Print out the full listing below, word for word.

**** Data for analysis ****

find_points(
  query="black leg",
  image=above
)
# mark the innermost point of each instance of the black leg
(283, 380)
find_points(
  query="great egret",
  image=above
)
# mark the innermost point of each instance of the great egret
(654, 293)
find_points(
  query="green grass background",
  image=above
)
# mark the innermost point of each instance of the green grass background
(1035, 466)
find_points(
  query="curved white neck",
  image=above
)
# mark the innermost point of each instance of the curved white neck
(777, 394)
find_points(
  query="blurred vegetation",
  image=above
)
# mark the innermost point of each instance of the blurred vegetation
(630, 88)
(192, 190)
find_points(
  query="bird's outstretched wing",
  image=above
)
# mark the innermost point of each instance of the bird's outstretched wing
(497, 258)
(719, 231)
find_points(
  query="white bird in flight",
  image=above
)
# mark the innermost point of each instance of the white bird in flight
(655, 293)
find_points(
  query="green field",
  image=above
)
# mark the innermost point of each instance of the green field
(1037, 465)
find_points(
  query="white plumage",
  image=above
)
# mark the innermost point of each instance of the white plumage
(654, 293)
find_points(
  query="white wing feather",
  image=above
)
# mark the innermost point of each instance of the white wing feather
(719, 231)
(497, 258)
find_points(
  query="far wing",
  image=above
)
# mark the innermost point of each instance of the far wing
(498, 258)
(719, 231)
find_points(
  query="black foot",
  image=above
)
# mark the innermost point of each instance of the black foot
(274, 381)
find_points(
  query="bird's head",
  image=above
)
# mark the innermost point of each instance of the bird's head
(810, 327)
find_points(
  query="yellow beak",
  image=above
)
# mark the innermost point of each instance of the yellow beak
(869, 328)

****

→ Exercise solution
find_points(
  query="black leg",
  image=above
)
# mark the innermost point of each instance of the black leg
(283, 380)
find_points(
  query="great egret",
  image=above
)
# mark the innermost point of each instance of the great egret
(654, 293)
find_points(
  query="green grass background",
  image=above
)
# mark the innermost point of each instance of the green grass background
(1035, 466)
find_points(
  query="curved white neck",
  image=above
)
# mark the innermost point of each instance of the curved white neck
(777, 394)
find_points(
  query="blurred vegetation",
  image=above
)
# mark the innermost point of each instance of the blurred vegetation
(630, 88)
(192, 190)
find_points(
  query="bird's outstretched wing",
  image=above
)
# mark the innermost point of each instance of the bird's outstretched wing
(497, 258)
(719, 231)
find_points(
  query="white bird in flight",
  image=above
)
# mark the innermost point of each instance of the white bird in flight
(655, 293)
find_points(
  query="green field",
  image=above
)
# mark the innermost point of each instance of the green field
(1037, 465)
find_points(
  query="white plumage",
  image=above
)
# mark the innermost point of each instance of the white plumage
(654, 293)
find_points(
  query="white wing feather",
  image=above
)
# mark the innermost point of each instance of the white wing feather
(719, 231)
(497, 258)
find_points(
  query="far wing",
  image=above
)
# mark the innermost point of each instance of the far wing
(498, 258)
(719, 231)
find_points(
  query="black foot",
  image=above
)
# mark the innermost point of each instance of the black foot
(274, 381)
find_points(
  query="bird's head",
  image=above
)
# mark the innermost point of each instance of the bird's head
(810, 327)
find_points(
  query="yellow beak",
  image=above
)
# mark the innermost point of each instance of the yellow beak
(869, 328)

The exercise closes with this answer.